Brief: For this exercise, output the line containing "If you could spot the green" and all lines after it to the end of the records, exactly, with no other content.

Supplied data:

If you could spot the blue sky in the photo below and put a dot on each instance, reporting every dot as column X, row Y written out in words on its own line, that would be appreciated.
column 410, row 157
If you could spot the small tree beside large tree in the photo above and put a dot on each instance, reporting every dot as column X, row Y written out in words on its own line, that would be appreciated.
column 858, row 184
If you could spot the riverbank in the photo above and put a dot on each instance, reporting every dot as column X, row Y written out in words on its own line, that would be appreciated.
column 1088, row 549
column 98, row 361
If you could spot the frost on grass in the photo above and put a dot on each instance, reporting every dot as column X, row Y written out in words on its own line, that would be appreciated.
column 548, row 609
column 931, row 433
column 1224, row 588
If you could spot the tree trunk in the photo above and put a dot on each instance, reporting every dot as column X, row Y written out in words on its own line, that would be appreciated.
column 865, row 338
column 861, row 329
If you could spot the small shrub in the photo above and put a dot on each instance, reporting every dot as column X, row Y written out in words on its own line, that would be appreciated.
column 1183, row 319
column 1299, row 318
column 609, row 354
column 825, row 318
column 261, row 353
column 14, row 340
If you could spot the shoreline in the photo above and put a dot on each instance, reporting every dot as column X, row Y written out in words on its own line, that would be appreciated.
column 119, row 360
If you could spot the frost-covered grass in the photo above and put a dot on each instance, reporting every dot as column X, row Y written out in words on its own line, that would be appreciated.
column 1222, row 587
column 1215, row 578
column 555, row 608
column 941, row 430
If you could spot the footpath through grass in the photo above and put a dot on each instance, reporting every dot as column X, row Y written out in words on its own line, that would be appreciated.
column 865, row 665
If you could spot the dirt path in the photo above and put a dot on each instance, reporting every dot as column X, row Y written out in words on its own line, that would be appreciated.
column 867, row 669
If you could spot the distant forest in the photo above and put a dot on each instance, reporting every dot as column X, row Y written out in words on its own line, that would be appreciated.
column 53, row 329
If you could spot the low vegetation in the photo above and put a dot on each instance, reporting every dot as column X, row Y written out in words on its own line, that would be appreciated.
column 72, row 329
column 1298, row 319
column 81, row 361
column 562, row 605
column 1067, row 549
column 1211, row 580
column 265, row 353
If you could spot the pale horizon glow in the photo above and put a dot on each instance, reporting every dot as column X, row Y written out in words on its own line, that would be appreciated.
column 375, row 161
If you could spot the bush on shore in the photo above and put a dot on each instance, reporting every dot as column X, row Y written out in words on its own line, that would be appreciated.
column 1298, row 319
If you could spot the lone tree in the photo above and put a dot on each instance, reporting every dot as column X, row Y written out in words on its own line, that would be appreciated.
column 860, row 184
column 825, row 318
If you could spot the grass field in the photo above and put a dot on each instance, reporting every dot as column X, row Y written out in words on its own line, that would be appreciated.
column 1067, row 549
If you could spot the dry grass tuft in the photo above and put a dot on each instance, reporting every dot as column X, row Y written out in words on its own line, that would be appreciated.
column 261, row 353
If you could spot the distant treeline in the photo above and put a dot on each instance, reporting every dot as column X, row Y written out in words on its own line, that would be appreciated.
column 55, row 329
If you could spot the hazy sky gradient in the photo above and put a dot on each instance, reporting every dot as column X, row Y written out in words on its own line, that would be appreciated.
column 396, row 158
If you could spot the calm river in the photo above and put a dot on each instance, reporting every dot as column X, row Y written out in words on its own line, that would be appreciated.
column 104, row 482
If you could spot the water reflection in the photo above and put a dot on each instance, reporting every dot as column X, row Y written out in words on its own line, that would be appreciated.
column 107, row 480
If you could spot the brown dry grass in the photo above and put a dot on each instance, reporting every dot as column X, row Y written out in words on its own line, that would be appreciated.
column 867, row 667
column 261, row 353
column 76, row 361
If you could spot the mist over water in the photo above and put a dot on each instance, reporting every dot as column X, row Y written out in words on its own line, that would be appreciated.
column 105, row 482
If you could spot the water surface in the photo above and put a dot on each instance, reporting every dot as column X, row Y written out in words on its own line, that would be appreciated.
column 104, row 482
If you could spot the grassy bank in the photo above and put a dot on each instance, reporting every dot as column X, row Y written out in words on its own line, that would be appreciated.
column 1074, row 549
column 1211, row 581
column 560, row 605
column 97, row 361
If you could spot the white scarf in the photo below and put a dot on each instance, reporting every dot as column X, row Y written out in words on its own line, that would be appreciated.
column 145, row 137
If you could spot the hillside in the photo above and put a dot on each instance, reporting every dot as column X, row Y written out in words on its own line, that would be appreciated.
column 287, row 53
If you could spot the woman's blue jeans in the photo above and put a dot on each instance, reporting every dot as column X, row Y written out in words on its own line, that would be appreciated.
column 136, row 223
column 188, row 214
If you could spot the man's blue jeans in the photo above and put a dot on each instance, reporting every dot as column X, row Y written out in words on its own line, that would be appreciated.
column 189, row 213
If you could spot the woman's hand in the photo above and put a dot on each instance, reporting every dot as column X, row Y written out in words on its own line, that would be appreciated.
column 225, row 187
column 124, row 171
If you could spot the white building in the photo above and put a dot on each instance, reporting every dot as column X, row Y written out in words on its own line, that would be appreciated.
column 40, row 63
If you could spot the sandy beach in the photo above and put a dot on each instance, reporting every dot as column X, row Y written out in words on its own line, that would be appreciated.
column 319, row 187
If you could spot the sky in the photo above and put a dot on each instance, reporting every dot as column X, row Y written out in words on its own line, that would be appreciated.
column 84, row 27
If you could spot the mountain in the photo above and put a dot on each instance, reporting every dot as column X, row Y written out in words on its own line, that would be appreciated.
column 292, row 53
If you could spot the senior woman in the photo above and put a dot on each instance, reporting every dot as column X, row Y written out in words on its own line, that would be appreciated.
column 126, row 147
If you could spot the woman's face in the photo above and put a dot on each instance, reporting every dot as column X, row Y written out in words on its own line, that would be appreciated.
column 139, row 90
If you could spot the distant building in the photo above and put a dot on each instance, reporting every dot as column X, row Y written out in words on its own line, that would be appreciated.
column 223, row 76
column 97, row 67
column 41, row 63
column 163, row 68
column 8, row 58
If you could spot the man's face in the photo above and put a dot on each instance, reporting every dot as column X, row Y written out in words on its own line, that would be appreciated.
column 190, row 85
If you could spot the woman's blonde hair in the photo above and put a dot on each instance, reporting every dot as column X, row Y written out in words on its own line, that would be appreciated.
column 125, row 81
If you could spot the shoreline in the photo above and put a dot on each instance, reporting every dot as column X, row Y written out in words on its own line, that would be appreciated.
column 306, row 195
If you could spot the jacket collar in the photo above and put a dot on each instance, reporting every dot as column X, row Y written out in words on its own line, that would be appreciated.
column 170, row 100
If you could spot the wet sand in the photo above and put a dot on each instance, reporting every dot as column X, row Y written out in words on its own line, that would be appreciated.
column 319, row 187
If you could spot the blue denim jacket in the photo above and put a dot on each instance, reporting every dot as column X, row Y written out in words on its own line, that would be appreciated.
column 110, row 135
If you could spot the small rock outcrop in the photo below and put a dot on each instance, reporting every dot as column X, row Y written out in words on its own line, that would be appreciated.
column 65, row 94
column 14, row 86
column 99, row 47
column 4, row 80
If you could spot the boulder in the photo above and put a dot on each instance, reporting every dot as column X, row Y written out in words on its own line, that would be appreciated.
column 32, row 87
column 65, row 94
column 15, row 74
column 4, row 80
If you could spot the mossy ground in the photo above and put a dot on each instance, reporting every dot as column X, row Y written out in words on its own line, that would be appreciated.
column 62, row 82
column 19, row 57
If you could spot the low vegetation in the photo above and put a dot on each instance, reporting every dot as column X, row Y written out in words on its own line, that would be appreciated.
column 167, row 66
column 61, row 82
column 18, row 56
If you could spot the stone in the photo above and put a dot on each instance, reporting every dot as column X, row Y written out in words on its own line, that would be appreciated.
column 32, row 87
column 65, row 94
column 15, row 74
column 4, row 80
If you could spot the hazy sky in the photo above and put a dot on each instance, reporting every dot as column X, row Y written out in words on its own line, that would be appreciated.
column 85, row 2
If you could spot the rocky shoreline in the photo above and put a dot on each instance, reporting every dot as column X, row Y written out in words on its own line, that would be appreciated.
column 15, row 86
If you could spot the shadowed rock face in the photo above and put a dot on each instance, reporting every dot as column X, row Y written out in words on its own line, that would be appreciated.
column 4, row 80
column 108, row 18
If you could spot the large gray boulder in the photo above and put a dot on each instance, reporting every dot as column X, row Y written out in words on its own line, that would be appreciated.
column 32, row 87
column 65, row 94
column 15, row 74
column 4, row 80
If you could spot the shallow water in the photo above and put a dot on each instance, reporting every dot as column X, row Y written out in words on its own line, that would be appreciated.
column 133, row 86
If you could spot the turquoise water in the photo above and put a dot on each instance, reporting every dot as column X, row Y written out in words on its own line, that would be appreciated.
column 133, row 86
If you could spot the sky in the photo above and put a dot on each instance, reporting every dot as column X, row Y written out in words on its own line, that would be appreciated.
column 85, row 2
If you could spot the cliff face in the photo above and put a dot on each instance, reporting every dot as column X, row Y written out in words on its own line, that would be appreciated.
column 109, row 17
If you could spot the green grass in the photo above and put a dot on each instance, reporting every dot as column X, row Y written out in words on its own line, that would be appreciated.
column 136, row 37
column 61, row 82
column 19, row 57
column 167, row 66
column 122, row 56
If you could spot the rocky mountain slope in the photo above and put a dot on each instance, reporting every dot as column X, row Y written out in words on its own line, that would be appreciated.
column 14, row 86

Output:
If you could spot the green grass in the photo above and put a dot on each instance, reporting every dot as column X, row Y written out in words on its own line, that would be appreciated.
column 136, row 37
column 61, row 82
column 19, row 57
column 167, row 66
column 122, row 56
If you could spot the rocky mountain slope in the photo above and put a dot on each instance, reporting every dot as column X, row Y written out in words on its own line, that would be appreciated.
column 14, row 86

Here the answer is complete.